▶ **Work task**
Return exactly the lines below, starting with the one that has "Annotate bicycle pedal with boxes." and going on through the one that has "Annotate camouflage pants with boxes.".

▶ **Records provided**
────────────────────

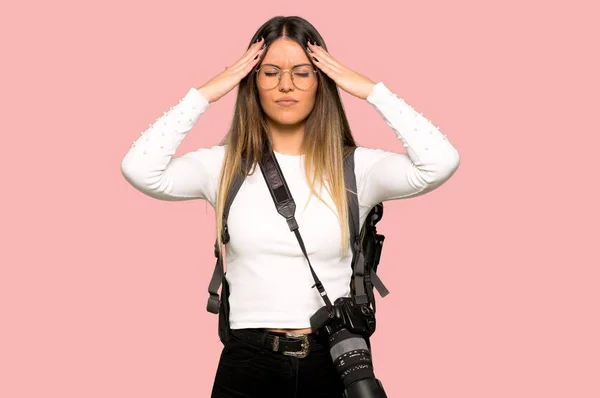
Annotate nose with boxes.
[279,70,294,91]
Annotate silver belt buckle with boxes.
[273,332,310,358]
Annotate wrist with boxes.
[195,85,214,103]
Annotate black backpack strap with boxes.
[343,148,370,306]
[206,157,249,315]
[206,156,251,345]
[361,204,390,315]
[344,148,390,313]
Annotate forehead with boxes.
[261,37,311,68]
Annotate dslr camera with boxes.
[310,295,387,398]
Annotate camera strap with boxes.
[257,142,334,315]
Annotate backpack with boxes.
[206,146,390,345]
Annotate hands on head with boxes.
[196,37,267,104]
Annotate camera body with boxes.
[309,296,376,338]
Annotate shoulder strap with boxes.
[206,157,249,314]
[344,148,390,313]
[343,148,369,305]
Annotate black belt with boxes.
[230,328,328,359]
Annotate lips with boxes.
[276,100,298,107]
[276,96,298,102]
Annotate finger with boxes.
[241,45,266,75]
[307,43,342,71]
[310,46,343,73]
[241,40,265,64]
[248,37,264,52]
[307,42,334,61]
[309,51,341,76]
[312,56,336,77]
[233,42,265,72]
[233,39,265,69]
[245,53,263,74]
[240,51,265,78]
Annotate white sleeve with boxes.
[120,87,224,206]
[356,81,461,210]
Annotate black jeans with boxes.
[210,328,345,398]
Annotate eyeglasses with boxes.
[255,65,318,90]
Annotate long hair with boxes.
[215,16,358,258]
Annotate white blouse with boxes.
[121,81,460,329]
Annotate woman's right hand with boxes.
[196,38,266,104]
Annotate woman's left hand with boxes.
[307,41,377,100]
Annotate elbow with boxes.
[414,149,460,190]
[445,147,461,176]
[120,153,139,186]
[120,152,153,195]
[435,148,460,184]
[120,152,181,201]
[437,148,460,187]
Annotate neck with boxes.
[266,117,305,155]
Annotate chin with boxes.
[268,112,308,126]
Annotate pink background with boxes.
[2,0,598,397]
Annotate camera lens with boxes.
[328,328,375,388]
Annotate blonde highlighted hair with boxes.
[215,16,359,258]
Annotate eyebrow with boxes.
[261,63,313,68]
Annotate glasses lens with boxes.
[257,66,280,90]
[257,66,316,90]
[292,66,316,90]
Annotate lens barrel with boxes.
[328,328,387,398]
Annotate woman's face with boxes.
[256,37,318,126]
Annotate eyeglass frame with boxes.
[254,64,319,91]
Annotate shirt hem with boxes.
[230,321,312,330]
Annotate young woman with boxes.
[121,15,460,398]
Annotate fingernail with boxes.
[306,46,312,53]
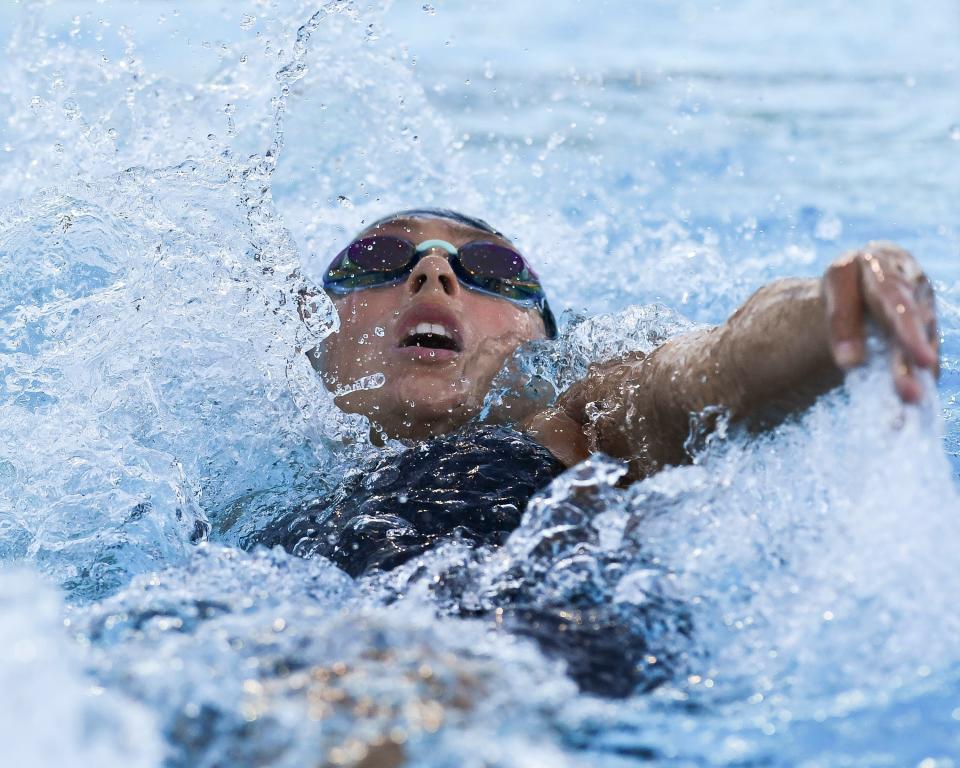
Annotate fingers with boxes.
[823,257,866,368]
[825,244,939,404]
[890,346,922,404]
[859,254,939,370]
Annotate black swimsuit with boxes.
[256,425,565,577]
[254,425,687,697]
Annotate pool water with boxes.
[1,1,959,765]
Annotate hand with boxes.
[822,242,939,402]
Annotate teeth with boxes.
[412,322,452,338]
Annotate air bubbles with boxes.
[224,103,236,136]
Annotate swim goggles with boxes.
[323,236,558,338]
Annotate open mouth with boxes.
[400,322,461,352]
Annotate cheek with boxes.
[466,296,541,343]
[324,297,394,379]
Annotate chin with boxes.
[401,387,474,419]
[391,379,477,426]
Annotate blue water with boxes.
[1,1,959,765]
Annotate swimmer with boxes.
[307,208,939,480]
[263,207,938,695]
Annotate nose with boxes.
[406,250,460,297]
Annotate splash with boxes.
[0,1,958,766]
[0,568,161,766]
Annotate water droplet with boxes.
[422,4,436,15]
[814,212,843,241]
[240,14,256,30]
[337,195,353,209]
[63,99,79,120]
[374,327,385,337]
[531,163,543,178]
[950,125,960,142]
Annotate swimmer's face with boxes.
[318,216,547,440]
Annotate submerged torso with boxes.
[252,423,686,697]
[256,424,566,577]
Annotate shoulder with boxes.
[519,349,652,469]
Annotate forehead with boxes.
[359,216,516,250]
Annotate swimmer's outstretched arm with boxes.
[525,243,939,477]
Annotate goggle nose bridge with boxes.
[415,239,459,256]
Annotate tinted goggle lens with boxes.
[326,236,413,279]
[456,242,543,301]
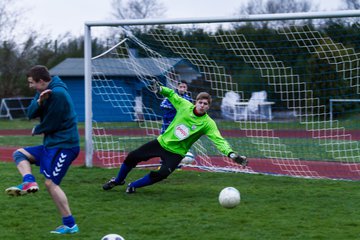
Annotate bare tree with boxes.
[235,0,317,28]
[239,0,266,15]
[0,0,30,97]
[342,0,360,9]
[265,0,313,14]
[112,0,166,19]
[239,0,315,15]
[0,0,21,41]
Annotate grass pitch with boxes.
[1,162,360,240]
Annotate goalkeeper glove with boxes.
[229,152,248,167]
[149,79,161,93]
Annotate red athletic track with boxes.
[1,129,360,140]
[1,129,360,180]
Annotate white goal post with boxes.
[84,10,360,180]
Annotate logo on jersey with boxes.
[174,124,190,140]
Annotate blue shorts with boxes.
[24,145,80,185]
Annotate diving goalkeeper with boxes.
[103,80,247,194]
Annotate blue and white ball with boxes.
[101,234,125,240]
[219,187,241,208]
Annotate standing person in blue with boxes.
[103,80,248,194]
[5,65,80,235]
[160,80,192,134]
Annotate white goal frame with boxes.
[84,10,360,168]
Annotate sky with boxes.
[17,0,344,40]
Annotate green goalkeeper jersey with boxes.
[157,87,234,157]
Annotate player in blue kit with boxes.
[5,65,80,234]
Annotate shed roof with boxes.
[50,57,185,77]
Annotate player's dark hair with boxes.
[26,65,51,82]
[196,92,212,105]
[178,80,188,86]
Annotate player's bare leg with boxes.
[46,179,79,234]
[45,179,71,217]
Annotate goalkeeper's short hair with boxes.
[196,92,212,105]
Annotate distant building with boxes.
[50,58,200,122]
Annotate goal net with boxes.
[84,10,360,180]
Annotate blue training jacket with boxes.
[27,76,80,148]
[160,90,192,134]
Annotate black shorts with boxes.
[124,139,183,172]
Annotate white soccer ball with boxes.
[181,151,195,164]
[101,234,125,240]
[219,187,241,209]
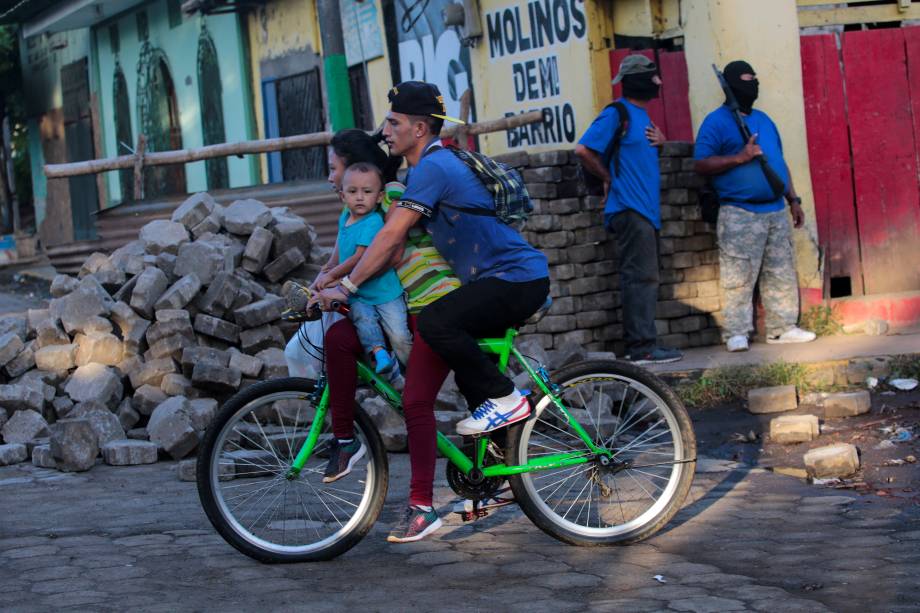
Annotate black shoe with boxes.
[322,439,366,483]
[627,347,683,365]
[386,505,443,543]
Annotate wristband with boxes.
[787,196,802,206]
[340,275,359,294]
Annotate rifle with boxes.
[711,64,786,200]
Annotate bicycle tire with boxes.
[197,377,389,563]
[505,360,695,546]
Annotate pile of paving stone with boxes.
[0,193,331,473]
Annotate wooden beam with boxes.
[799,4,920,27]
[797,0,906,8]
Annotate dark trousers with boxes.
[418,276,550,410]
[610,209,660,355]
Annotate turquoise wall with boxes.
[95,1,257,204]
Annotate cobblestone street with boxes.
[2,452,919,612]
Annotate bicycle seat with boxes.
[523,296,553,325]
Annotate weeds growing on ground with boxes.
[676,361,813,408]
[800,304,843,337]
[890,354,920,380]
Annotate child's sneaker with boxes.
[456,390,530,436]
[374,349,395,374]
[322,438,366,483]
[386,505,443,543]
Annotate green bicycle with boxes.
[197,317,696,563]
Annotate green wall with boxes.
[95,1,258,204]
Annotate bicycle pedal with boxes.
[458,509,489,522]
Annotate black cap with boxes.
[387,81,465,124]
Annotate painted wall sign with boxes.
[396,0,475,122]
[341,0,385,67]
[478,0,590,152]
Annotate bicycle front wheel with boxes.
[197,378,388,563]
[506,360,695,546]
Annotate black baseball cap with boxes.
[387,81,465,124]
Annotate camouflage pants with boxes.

────────────────────

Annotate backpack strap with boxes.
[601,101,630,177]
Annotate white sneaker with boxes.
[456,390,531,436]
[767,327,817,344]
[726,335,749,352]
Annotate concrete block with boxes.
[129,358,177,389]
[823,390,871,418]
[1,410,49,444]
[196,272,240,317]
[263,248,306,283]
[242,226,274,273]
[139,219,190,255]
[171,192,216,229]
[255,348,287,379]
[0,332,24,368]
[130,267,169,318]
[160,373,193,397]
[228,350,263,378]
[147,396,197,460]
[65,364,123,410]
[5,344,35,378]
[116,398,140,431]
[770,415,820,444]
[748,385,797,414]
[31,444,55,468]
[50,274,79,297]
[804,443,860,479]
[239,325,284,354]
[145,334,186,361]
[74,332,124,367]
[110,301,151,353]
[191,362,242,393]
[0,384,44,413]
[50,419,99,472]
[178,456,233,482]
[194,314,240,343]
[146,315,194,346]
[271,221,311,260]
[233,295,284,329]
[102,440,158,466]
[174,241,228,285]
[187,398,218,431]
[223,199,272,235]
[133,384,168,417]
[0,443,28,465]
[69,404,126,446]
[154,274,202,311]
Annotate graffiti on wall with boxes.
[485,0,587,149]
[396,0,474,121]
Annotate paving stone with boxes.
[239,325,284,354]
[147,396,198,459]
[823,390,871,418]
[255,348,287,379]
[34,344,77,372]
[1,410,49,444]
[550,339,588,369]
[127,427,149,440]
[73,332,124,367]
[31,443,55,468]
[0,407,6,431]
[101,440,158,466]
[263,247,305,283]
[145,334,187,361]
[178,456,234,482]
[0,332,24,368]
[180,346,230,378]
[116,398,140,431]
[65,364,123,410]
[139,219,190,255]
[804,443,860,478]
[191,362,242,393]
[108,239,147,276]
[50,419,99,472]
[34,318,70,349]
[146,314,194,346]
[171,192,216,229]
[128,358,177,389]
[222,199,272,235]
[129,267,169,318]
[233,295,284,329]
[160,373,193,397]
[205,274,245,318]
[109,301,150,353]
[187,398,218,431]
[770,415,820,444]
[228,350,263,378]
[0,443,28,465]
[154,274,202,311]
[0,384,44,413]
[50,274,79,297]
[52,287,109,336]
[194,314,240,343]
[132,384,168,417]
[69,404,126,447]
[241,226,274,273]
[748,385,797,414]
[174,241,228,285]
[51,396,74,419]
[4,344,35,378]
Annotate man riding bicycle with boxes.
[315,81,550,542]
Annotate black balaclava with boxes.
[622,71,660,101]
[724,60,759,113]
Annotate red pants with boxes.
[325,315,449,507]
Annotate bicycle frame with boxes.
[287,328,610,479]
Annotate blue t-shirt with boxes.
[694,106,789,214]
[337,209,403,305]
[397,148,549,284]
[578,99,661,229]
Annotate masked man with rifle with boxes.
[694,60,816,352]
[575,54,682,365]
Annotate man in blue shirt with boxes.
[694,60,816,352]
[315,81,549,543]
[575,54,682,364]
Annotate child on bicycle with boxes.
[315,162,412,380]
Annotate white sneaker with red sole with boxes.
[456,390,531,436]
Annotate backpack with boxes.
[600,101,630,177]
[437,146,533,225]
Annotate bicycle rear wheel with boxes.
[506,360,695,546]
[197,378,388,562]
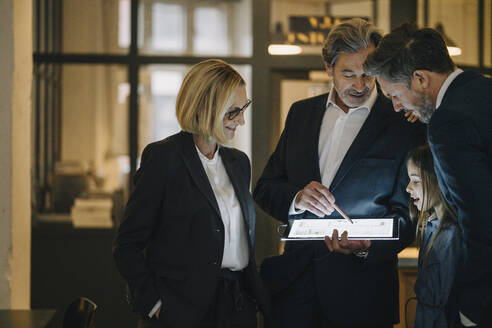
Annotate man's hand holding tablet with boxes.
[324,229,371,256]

────────────────────

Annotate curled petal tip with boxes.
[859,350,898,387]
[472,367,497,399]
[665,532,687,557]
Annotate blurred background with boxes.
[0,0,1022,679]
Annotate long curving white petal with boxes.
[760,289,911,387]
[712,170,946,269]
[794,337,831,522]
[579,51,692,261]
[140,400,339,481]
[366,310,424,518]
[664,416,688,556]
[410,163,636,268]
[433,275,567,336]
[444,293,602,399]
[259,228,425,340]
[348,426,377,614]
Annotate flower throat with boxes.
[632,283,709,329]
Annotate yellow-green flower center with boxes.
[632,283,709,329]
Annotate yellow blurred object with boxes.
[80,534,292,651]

────────────────────

▶ **Response to the exercise**
Annotate bicycle pedal with boxes.
[458,509,489,522]
Annotate black cap with boxes.
[387,81,465,124]
Annotate painted wall sign with boxes.
[396,0,475,122]
[341,0,385,67]
[478,0,590,152]
Annotate bicycle front wheel with boxes.
[197,378,388,563]
[506,360,695,546]
Annotate black baseball cap with boxes.
[387,81,465,124]
Annotate camouflage pants with boxes.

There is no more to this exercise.